Anforderungen der Übung:
1 > Welche Stellung hatte B im Streitjahr laut dem Urteilsausschnitt zur verdeckten Gewinnausschüttung gegenüber der Klägerin?
2 > Setzen Sie den Urteilsausschnitt zur verdeckten Gewinnausschüttung im Anschluss an seinen letzten Satz fort.

Dokumentausschnitt:
****
2. Nach den tatsächlichen Feststellungen des FG -- an die der erkennende Senat gebunden ist (§ 118 Abs. 2 FGO) -- sind die aufgrund der Zahlung der Überstundenvergütungen und Zuschläge bei der Klägerin entstandenen Vermögensminderungen vGA, falls sie durch das Gesellschaftsverhältnis veranlaßt sind. Daß die übrigen Voraussetzungen der vGA erfüllt sind, ist zwischen den Verfahrensbeteiligten zu Recht unstreitig.

3. Eine Veranlassung durch das Gesellschaftsverhältnis ergibt sich im Streitfall nicht bereits aufgrund der für beherrschende Gesellschafter geltenden besonderen Rechtsprechungsgrundsätze. B war zwar im Streitjahr alleiniger und somit beherrschender Gesellschafter der Klägerin. Die Zahlung der Überstundenvergütungen und Zuschläge beruhte aber nach den bindenden Feststellungen des FG auf der klaren, im voraus getroffenen, zivilrechtlich wirksamen (vgl. Urteil des Bundesgerichtshofs -- BGH -- vom 7. Dezember 1987 II ZR 206/87, GmbH-Rundschau -- GmbHR -- 1988, 138) und tatsächlich durchgeführten Vereinbarung in § 6 des Anstellungsvertrags.
****
Gespeicherte Datensätze:
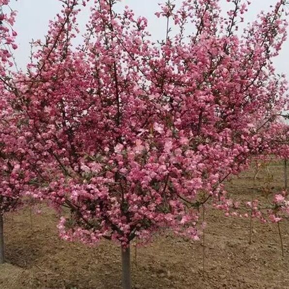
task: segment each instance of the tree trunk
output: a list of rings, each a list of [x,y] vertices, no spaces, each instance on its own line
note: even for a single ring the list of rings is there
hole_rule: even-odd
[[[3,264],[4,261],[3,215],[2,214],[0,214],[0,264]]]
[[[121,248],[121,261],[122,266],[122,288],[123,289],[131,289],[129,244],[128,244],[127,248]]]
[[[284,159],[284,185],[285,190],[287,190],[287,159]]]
****
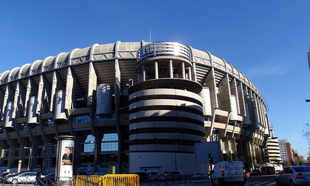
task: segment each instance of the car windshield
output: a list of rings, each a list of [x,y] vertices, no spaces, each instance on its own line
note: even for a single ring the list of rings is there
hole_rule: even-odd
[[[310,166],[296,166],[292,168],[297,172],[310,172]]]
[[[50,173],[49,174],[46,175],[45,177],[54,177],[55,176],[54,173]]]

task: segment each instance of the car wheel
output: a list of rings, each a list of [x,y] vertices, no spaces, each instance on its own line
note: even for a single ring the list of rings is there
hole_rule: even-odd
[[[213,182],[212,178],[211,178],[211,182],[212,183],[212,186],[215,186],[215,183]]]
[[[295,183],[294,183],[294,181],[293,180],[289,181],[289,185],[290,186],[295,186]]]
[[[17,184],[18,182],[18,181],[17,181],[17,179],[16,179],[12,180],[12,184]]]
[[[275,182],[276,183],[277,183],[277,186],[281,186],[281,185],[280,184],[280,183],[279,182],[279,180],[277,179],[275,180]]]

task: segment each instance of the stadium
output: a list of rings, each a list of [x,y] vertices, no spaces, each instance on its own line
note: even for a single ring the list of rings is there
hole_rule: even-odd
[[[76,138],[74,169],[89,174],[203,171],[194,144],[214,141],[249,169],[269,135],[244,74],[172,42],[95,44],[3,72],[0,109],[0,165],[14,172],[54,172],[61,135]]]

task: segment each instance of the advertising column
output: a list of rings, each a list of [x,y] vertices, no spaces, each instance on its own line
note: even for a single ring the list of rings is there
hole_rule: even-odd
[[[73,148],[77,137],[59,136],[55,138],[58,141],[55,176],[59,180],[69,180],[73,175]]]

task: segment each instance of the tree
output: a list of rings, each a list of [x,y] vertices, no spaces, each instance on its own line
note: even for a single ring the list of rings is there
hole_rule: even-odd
****
Schriftliche Antworten:
1 > B war im Streitjahr alleiniger und somit beherrschender Gesellschafter der Klägerin.

2 >
4. Eine vGA i. S. des § 8 Abs. 3 Satz 2 KStG kann aber auch dann anzunehmen sein, wenn eine Kapitalgesellschaft mit ihrem Gesellschafter Bedingungen vereinbart, die von denen abweichen, die voneinander unabhängige Dritte unter gleichen oder ähnlichen Verhältnissen vereinbart hätten (vgl. BFH-Urteile vom 16. Dezember 1992 I R 2/92, BFHE 170, 175, BStBl II 1993, 455; vom 5. Oktober 1994 I R 50/94, BFHE 176, 523, BStBl II 1995, 549; vom 25. Oktober 1995 I R 9/95, BFHE 179, 270). In diesen Fällen indiziert das vom Fremdvergleich abweichende Verhalten der Kapitalgesellschaft und ihres Gesellschafters die Veranlassung im Gesellschaftsverhältnis. So ist auch der Streitfall gelagert.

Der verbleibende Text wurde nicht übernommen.